(Source records)
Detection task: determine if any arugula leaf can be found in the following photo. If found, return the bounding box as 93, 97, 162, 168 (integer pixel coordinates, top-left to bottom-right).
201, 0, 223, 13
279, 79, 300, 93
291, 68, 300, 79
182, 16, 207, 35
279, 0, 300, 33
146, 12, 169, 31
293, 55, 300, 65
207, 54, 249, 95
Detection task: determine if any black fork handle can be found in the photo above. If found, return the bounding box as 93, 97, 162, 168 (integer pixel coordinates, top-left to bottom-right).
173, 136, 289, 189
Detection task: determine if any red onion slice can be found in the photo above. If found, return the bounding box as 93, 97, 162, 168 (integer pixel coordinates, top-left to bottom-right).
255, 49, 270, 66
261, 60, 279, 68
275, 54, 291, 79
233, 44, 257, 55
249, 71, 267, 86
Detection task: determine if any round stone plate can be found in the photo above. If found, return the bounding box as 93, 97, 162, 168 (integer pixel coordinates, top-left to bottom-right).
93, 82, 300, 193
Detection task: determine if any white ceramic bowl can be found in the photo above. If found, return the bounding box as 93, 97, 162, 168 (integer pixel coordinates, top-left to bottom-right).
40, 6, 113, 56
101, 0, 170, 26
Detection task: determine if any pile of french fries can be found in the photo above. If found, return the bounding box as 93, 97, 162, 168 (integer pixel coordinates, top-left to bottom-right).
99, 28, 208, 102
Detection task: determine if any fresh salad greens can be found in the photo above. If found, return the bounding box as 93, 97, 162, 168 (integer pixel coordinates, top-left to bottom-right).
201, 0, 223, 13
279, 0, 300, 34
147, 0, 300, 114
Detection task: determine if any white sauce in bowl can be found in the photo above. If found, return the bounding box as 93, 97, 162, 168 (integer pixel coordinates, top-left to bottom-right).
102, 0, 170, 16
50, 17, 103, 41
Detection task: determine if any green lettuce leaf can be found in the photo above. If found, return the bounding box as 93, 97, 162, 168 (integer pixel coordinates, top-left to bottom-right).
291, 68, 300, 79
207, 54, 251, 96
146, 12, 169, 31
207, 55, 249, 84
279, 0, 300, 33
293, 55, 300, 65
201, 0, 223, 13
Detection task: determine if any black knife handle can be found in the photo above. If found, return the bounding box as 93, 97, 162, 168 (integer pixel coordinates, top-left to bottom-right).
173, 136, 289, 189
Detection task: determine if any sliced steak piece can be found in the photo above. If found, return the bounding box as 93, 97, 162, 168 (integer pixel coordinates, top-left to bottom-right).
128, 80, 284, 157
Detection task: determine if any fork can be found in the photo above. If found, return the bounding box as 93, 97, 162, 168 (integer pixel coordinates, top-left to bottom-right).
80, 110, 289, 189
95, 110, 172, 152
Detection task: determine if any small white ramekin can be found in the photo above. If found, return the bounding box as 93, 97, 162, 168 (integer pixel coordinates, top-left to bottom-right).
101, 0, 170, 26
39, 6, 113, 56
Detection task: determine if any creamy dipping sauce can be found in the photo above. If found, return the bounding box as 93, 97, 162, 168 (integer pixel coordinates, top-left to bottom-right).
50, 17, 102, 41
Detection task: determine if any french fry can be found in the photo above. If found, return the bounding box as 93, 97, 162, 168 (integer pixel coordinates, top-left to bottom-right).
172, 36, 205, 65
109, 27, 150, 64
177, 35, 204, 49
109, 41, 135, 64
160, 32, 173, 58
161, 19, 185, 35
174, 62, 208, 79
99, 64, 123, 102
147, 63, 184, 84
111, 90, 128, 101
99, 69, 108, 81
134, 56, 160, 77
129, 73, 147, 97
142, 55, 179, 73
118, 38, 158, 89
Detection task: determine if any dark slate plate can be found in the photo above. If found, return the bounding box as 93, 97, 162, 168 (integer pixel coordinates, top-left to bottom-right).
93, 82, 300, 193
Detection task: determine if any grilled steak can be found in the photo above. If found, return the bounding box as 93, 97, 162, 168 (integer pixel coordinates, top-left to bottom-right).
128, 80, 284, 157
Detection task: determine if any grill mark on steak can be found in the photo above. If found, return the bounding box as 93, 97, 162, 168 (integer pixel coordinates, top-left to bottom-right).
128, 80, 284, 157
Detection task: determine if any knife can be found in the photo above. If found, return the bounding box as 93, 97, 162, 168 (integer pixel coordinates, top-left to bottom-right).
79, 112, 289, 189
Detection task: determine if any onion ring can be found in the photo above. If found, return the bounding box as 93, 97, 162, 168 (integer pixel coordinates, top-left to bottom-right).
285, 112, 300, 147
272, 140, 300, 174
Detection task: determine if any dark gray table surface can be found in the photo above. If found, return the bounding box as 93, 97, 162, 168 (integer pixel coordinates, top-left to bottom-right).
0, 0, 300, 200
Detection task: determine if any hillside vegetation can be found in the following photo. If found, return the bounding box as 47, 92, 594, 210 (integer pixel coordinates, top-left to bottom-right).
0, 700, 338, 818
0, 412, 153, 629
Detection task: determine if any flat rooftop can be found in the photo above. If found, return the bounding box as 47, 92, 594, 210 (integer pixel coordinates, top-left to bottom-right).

Work required: Can you convert everything from the start of the material down to the line containing "99, 28, 208, 102", including that line, into a Markdown table with the columns Row and Line, leaving out any blank lines?

Finished exercise:
| Row | Line |
|---|---|
| 1 | Detection task: determine if any arugula leaf can be found in the following photo. If found, return the bounding box as 93, 97, 162, 168 (integer pixel coordinates, top-left to bottom-right). |
| 2 | 201, 0, 223, 13 |
| 3 | 279, 79, 300, 93 |
| 4 | 291, 68, 300, 79 |
| 5 | 182, 16, 207, 35 |
| 6 | 279, 0, 300, 33 |
| 7 | 146, 12, 169, 31 |
| 8 | 293, 55, 300, 65 |
| 9 | 207, 54, 249, 95 |
| 10 | Detection task: determine if any black fork handle can be found in the photo above. If found, return the bounding box as 93, 97, 162, 168 (integer pixel coordinates, top-left to bottom-right). |
| 11 | 173, 136, 289, 189 |
| 12 | Detection task: determine if any red onion slice can be found in the photo above. If found, return the bounding box as 93, 97, 162, 168 (integer pixel coordinates, top-left to bottom-right). |
| 13 | 255, 49, 270, 66 |
| 14 | 261, 60, 279, 68 |
| 15 | 275, 54, 291, 79 |
| 16 | 233, 44, 257, 55 |
| 17 | 249, 71, 267, 86 |
| 18 | Detection task: determine if any round stone plate can be found in the photo above. If found, return the bounding box as 93, 97, 162, 168 (integer pixel coordinates, top-left to bottom-right). |
| 19 | 93, 82, 300, 193 |
| 20 | Detection task: determine if any white ceramic bowl can be found in the photo above. If found, return the bounding box as 93, 97, 162, 168 (integer pixel coordinates, top-left to bottom-right). |
| 21 | 40, 6, 113, 56 |
| 22 | 101, 0, 170, 26 |
| 23 | Detection task: determine if any pile of french fries can be found in the photo above. If found, return the bounding box as 93, 97, 162, 168 (integer pixel coordinates, top-left to bottom-right). |
| 24 | 99, 28, 208, 102 |